- Born: 1961 (age 64–65)
- Awards: 2008 Clyde Ferguson Award from the Association of American Law Schools Minority Section

Academic background
- Alma mater: University of Chicago University of Michigan

Academic work
- Main interests: Legal scholar
- Notable ideas: Feminist legal scholarship

= Angela P. Harris =

American legal scholar (born 1961)

Angela P. Harris (born 1961) is an American legal scholar at UC Davis School of Law, in the fields of critical race theory, feminist legal scholarship, and criminal law. She held the position of professor of law at UC Berkeley School of Law, joining the faculty in 1988. In 2009, Harris joined the faculty of the State University of New York at Buffalo Law School as a visiting professor. In 2010, she also assumed the role of acting vice dean for research and faculty development. In 2011, she accepted an offer to join the faculty at the UC Davis School of Law, and began teaching as a professor of law in the 2011–12 academic year.

==Biography==
Harris earned a BA from the University of Michigan in 1981, and her MA (1983) and JD (1986) from the University of Chicago. She clerked for Judge Joel Flaum of the United States Court of Appeals for the Seventh Circuit, and worked as an attorney for the law firm of Morrison and Foerster. She was tenured at Berkeley in 1992.

==Recognition==
Harris has won the Rutter Award for Teaching Distinction (2003; established 1995), and the 2003 Matthew O. Tobriner Public Service Award, a San Francisco Bay Area award, for commitment to academic diversity and legal mentoring. In 2008, Harris won the Clyde Ferguson Award from the Association of American Law Schools Minority Section. Alongside Kimberlé Crenshaw, Harris has been recognized as one of the leading scholars of critical race theory.

== Selected bibliography ==
=== Books ===
- Harris, Angela P. (1998). "Gender and law: theory, doctrine, commentary"
- Harris, Angela P. (2000). "Race and races: cases and resources for a diverse America"

Records provided>
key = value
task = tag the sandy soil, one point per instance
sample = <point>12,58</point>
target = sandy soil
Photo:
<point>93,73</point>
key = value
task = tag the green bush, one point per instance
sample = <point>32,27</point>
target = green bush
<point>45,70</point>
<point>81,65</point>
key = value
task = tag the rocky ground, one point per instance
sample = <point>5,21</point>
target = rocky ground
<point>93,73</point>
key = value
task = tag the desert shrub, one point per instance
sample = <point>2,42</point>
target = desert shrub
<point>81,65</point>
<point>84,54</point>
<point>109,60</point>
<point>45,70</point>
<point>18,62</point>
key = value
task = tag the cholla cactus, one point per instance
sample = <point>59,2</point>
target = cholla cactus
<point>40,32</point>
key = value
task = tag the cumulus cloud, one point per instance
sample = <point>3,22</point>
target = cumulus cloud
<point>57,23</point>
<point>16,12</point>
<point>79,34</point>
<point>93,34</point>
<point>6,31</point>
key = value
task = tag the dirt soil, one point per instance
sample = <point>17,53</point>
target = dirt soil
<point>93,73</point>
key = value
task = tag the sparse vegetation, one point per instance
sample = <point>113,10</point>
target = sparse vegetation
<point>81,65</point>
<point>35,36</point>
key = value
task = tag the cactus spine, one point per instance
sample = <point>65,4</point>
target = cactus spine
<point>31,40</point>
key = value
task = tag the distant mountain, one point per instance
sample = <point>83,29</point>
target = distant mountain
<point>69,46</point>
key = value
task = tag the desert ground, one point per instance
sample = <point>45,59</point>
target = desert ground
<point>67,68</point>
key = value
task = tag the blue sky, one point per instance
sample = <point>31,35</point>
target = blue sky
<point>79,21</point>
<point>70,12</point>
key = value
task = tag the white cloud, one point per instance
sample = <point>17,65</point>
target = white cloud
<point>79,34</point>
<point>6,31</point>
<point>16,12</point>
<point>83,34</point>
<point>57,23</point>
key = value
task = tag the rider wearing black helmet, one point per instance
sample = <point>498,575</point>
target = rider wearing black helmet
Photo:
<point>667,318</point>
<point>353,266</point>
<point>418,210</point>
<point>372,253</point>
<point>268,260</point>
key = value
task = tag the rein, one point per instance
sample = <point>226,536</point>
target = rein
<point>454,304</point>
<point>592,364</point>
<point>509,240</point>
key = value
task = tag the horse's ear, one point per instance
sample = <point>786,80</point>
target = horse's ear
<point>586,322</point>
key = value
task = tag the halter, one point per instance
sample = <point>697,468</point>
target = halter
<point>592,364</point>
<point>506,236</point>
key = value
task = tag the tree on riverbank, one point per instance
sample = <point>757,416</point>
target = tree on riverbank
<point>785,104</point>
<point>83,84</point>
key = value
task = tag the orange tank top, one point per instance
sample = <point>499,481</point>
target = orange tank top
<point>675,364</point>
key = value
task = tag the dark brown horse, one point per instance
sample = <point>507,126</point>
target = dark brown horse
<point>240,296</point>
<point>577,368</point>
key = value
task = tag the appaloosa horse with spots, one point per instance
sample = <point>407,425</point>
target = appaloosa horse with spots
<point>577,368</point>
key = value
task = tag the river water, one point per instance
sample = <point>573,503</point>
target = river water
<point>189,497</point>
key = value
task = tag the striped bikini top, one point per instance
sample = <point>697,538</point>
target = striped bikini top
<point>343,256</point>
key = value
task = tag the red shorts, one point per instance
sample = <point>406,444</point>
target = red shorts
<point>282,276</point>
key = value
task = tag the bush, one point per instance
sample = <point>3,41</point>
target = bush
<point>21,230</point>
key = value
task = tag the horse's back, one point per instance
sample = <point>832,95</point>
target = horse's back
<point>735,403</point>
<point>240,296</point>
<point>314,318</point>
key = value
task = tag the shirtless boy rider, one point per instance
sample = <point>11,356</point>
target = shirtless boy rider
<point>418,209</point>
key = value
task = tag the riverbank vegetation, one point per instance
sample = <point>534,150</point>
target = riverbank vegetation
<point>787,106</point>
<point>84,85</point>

Exercise requirements> List every award that the Angela P. Harris article says she has won. The rows are separate material and have no connection to the Angela P. Harris article.

Solution for this task>
- Rutter Award for Teaching Distinction (2003)
- Matthew O. Tobriner Public Service Award (2003)
- Clyde Ferguson Award from the Association of American Law Schools Minority Section (2008)